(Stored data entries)
=-=-=

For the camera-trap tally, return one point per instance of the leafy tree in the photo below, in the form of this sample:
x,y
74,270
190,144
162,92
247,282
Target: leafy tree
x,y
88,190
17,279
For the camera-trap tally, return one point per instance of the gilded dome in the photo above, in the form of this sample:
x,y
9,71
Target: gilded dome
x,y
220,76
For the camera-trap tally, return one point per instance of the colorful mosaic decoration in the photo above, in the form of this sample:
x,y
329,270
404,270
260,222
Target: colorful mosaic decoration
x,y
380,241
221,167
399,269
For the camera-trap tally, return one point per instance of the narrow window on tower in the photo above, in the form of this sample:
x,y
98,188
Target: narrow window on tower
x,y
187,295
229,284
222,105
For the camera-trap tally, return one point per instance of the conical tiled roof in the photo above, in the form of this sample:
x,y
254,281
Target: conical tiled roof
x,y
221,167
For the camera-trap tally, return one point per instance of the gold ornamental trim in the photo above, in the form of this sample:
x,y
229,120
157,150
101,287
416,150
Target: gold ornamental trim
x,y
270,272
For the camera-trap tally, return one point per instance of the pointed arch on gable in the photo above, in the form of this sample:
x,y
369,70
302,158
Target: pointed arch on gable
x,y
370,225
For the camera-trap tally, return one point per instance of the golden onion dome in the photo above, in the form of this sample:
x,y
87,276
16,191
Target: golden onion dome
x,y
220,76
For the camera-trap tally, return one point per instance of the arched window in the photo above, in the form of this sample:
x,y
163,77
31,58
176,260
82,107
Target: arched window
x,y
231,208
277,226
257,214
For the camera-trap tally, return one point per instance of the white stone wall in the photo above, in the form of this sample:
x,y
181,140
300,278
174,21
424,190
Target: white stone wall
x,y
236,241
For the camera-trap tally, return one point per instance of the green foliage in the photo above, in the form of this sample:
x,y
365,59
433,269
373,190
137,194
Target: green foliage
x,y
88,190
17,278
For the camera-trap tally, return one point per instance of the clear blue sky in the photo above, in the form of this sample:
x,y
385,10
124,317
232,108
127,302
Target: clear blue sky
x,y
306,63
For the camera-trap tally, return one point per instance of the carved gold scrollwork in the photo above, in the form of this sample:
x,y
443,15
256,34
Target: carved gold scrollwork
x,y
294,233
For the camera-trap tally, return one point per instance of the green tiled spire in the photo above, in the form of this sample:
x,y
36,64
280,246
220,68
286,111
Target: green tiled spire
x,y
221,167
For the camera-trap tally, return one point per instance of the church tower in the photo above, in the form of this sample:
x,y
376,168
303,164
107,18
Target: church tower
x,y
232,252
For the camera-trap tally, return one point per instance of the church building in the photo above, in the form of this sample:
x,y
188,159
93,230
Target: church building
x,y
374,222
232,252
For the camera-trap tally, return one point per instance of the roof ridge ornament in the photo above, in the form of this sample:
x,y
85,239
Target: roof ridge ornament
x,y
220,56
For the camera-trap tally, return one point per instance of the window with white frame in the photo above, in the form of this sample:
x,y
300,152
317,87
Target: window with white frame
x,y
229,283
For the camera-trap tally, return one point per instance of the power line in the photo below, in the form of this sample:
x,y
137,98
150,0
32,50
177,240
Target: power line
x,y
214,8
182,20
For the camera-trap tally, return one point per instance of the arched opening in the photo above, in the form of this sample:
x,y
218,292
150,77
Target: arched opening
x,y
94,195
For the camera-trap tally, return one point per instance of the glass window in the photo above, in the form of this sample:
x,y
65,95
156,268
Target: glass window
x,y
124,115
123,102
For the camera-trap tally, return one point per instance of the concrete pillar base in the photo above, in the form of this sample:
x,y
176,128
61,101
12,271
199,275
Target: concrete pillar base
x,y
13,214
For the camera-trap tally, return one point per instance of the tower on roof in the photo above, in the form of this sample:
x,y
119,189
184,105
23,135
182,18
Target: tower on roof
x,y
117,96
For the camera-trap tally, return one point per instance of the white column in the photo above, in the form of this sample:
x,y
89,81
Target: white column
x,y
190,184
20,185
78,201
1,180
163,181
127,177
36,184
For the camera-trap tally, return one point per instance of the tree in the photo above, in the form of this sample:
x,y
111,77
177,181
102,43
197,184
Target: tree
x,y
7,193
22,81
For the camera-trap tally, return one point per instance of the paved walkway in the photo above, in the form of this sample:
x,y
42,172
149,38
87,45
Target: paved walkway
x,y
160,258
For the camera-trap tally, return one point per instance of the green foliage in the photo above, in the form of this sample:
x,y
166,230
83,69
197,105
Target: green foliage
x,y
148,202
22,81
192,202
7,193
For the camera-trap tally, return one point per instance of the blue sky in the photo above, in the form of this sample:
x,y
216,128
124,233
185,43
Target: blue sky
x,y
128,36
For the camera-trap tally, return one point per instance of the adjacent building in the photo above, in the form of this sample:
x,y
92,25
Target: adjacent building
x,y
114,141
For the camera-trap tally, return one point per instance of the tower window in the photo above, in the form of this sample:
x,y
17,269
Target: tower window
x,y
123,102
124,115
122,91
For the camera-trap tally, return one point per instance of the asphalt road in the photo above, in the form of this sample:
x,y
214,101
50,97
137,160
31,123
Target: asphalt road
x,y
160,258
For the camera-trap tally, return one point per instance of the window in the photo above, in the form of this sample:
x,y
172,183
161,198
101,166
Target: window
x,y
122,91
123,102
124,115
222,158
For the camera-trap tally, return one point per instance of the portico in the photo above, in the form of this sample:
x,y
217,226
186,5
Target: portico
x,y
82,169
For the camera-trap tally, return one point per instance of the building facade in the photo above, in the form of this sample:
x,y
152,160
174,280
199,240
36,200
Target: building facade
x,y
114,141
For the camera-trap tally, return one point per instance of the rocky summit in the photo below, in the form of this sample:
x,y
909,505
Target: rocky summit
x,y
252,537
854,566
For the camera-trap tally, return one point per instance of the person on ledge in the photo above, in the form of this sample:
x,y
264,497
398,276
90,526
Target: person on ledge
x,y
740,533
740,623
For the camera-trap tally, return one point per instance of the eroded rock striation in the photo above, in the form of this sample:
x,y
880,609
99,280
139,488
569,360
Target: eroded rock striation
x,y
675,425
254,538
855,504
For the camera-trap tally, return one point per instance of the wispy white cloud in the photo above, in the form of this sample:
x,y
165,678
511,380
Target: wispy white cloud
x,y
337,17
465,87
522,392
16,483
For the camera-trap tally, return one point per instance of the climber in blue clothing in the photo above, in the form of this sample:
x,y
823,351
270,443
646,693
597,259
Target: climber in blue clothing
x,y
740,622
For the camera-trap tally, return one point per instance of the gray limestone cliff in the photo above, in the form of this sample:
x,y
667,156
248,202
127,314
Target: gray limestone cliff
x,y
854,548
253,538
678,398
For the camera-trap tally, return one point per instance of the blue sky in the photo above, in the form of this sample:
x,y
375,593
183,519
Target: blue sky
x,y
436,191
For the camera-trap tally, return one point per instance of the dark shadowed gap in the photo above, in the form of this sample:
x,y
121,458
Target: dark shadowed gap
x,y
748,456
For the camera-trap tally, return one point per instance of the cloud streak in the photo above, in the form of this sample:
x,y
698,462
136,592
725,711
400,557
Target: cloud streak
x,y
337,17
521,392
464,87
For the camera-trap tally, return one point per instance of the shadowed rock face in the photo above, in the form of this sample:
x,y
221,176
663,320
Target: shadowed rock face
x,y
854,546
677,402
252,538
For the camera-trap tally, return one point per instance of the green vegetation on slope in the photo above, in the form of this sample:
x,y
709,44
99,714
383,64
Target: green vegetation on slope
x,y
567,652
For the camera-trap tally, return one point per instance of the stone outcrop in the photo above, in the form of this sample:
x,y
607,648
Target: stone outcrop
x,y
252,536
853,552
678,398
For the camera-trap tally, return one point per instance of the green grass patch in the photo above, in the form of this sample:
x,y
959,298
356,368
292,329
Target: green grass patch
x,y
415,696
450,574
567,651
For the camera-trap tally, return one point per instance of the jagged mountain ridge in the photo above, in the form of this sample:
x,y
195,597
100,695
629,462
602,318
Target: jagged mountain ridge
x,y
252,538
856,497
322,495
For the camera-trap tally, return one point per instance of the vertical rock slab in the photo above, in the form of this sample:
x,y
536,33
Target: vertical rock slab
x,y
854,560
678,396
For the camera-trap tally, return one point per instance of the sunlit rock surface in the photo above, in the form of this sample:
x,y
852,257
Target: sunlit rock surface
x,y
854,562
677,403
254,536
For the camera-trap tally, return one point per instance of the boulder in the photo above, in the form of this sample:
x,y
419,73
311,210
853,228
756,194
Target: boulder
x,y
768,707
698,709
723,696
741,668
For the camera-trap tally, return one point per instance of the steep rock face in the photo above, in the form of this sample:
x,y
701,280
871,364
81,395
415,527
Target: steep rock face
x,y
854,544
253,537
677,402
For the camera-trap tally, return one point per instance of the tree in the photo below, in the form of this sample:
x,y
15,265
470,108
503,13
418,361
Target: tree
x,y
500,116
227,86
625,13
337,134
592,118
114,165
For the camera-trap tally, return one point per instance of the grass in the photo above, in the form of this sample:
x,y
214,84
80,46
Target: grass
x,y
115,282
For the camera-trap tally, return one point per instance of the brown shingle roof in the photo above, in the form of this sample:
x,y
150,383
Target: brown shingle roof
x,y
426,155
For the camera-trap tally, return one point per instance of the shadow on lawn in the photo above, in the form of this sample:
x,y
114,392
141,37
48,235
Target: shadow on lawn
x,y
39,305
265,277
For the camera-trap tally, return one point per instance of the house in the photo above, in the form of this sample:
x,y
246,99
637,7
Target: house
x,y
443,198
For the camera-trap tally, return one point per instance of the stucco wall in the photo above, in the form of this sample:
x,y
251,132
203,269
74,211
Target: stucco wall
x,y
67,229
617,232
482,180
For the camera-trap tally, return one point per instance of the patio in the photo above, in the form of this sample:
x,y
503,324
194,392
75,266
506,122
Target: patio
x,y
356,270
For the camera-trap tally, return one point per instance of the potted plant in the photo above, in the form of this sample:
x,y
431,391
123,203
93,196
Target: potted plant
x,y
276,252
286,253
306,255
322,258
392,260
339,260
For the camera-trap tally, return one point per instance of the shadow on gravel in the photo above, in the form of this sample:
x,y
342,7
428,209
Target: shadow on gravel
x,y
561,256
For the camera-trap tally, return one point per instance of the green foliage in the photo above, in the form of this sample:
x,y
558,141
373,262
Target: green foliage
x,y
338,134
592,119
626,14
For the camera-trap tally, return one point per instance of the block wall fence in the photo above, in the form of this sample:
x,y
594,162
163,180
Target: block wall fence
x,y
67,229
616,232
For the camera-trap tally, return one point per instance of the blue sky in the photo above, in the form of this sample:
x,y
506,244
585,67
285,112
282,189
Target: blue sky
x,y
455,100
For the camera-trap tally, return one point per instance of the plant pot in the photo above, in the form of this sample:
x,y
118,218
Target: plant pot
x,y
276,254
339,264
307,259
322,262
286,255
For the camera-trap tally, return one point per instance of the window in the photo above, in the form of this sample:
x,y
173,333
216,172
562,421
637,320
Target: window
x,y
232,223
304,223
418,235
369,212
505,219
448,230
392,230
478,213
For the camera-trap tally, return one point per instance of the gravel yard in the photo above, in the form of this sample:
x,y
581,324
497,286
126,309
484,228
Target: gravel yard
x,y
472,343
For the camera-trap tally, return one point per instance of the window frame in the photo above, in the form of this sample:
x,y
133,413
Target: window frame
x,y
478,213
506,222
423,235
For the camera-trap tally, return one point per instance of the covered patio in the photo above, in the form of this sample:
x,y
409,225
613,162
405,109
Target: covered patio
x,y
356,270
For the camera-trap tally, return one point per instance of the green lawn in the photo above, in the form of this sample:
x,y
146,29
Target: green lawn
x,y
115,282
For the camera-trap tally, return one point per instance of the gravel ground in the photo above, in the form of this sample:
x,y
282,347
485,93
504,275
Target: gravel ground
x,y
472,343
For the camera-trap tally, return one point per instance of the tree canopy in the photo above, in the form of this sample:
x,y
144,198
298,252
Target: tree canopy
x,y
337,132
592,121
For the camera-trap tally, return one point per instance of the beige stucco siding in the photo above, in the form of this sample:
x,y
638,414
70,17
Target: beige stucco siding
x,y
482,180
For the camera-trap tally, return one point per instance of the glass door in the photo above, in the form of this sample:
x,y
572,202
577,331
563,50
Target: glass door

=-=-=

TASK TO CARRY OUT:
What lines above contain the string "door"? Copy all of them.

OUTPUT BELOW:
For the camera-trap tally, return one point per instance of the glass door in the photo above, in the form of this sample:
Target: glass door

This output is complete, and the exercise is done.